Render the records from the start through the line containing "POLYGON ((159 18, 162", both ends included, as a Markdown table with the columns Row and Record line, leaving out blank lines.

** Start **

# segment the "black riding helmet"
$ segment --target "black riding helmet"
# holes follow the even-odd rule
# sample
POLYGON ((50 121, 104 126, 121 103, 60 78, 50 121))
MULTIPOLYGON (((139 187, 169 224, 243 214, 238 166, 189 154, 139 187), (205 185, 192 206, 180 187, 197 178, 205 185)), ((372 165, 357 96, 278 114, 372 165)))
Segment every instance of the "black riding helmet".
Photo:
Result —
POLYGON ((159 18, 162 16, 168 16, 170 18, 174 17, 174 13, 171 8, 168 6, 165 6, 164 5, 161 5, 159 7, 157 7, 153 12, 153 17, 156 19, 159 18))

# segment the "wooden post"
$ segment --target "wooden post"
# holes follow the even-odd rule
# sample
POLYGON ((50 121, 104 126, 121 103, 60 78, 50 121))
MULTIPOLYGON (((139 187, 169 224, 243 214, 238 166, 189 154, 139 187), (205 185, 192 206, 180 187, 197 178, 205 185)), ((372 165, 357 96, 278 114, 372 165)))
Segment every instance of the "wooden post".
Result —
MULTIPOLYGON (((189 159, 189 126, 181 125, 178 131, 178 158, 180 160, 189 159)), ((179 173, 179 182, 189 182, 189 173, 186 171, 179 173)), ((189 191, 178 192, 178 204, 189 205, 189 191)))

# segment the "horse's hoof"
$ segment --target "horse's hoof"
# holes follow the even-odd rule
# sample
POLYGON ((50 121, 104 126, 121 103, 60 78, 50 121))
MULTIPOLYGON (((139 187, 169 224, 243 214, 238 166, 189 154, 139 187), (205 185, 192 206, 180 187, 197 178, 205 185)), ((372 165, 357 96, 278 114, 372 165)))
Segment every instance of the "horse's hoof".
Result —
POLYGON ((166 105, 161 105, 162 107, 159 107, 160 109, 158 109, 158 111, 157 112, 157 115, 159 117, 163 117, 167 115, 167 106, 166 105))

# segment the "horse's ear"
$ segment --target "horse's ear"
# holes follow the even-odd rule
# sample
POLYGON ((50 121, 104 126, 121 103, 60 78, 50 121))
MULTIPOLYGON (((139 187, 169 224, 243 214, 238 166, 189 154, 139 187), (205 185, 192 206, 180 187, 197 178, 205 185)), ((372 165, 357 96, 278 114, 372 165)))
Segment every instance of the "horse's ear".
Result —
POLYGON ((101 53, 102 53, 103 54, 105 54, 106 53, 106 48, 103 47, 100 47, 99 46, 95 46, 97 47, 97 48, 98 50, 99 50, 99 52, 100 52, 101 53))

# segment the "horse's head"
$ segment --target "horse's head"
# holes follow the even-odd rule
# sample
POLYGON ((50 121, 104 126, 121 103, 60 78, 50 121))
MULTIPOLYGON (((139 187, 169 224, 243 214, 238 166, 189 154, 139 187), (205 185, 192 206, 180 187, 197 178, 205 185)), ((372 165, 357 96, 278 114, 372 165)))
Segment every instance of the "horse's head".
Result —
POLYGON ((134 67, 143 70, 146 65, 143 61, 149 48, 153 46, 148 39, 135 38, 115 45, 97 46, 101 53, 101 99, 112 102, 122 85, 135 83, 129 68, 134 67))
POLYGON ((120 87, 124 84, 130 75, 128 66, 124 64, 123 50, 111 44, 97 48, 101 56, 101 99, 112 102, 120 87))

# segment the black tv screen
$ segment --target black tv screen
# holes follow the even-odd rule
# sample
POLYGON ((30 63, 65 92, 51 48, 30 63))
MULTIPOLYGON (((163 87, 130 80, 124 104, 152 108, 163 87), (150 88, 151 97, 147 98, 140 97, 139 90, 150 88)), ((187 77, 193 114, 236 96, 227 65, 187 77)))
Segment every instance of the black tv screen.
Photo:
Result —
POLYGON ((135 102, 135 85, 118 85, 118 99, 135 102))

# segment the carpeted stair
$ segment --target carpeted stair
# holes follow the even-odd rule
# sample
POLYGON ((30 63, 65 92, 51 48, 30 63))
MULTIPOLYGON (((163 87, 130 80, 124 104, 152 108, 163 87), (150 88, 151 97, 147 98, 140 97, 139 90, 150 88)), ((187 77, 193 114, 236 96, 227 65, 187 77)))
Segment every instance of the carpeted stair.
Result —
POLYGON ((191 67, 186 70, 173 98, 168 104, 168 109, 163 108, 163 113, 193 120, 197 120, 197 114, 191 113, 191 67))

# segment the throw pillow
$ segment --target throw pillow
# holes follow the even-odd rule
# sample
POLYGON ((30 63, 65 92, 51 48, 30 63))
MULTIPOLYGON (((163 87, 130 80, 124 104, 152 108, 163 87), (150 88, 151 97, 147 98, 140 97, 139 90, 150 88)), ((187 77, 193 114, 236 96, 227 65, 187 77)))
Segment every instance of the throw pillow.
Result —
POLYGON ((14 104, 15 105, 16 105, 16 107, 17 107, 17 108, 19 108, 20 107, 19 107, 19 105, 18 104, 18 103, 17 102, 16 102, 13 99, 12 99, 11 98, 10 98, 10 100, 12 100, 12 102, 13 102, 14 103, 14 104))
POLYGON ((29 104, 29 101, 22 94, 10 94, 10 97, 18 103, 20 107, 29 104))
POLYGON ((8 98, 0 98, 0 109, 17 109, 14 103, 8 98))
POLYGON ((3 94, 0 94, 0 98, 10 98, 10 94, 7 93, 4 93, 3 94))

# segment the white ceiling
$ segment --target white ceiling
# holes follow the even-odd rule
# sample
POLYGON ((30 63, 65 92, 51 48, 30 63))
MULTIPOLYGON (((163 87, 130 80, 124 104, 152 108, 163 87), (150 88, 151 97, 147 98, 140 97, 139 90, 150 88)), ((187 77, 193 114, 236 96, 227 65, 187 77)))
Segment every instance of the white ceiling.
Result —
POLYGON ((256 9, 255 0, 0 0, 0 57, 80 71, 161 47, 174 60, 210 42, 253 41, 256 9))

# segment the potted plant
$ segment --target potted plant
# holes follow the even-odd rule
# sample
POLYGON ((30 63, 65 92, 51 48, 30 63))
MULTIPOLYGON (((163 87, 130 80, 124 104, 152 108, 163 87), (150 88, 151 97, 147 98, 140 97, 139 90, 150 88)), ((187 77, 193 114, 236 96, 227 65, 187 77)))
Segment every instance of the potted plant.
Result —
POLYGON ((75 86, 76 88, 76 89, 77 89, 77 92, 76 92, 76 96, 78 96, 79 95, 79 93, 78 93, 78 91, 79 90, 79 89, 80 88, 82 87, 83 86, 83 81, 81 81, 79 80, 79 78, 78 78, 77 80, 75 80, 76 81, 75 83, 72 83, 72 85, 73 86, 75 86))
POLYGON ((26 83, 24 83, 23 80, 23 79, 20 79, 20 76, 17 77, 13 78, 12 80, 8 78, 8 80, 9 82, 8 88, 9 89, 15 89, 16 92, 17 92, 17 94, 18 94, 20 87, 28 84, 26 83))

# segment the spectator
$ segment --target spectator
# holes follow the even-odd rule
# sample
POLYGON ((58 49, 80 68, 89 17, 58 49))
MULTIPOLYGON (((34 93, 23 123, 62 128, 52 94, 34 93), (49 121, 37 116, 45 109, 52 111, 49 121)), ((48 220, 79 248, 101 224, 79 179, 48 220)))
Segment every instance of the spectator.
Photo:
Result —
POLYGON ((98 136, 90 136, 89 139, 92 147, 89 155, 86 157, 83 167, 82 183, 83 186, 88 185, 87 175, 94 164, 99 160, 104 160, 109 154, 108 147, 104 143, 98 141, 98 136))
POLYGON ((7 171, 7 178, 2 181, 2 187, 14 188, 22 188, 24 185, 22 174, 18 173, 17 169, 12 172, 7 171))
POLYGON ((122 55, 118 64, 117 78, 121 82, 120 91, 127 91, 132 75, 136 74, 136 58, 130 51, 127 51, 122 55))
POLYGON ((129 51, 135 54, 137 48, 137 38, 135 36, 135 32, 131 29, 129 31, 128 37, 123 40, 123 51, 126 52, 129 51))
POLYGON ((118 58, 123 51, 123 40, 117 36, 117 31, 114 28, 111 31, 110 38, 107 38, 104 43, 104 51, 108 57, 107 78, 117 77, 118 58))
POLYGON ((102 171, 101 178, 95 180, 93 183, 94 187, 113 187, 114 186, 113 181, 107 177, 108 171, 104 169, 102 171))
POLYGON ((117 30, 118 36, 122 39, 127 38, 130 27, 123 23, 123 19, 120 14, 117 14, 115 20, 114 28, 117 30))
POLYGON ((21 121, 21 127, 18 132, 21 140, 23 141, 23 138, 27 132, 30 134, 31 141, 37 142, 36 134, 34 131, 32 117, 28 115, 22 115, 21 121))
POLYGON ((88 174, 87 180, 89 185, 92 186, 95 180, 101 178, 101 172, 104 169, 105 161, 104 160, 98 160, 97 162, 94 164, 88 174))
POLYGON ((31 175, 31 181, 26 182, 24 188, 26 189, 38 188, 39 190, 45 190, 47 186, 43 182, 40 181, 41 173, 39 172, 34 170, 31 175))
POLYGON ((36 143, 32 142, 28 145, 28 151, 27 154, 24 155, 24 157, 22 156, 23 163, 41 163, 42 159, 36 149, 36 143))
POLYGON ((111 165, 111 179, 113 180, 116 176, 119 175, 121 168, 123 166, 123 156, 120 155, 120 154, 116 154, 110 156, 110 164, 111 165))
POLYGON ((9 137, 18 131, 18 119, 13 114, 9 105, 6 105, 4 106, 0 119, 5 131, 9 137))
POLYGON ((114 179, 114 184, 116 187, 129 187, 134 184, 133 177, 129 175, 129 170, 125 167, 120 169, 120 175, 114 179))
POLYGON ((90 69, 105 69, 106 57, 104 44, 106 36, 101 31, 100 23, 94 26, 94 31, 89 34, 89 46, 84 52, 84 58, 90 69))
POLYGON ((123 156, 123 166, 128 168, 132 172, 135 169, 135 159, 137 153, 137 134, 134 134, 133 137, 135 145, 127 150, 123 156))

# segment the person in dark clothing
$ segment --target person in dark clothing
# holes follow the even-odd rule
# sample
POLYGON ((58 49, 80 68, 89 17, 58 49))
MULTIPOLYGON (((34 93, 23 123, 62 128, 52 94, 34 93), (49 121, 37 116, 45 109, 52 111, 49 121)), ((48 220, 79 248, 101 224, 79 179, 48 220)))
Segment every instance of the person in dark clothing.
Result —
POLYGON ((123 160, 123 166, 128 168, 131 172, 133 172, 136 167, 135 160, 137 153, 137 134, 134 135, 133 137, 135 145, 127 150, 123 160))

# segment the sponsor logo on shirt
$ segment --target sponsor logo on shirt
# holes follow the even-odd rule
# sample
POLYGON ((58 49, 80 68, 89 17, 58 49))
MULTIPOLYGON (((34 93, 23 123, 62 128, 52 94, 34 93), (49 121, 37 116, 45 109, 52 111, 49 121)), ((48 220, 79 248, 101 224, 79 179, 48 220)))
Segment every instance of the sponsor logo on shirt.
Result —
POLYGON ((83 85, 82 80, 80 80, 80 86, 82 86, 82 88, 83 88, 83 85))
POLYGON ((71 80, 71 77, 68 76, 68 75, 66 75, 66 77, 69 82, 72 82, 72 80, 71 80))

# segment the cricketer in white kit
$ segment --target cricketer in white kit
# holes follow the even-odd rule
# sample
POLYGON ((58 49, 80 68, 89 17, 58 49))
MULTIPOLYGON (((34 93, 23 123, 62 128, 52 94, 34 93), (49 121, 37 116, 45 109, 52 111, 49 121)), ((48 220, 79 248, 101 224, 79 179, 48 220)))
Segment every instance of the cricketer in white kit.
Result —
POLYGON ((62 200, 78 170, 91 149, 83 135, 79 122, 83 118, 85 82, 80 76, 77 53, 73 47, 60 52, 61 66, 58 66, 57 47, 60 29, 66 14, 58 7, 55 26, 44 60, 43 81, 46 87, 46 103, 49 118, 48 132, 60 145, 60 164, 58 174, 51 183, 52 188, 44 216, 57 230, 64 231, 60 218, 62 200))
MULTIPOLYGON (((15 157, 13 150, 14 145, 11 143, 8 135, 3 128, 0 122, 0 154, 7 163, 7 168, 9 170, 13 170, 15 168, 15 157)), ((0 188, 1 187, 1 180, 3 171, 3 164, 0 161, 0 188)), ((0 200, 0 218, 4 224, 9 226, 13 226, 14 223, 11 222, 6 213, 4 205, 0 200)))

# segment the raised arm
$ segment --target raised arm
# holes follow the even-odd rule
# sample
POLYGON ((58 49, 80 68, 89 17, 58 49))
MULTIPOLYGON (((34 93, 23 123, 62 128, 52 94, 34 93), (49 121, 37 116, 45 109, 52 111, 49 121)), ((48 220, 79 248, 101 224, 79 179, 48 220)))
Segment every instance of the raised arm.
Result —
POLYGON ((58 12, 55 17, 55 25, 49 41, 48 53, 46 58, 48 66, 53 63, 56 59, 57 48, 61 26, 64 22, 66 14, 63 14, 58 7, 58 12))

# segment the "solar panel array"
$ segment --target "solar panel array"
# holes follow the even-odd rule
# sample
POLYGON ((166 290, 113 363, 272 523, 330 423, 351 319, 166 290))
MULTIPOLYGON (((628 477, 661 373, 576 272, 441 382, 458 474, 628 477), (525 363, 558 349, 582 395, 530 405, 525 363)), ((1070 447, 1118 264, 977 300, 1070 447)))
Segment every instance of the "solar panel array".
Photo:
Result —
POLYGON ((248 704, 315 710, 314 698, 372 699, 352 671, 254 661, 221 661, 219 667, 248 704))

** End **

Solution below:
| Row | Record line |
|---|---|
| 1 | # segment the "black riding helmet" |
| 2 | $ segment --target "black riding helmet" |
| 3 | # holes follow the even-odd rule |
| 4 | # sample |
| 5 | POLYGON ((50 121, 104 126, 121 103, 60 78, 50 121)) |
| 6 | MULTIPOLYGON (((139 187, 169 224, 243 214, 238 166, 189 154, 139 187), (205 185, 192 206, 180 187, 197 178, 205 185)), ((372 165, 357 96, 278 114, 372 165))) |
| 7 | Segment every instance of the "black riding helmet". |
| 8 | Photo: |
| 9 | Result — |
| 10 | POLYGON ((159 18, 162 16, 168 16, 170 18, 174 17, 174 13, 171 8, 168 6, 165 6, 164 5, 161 5, 159 7, 157 7, 153 12, 153 17, 156 19, 159 18)) |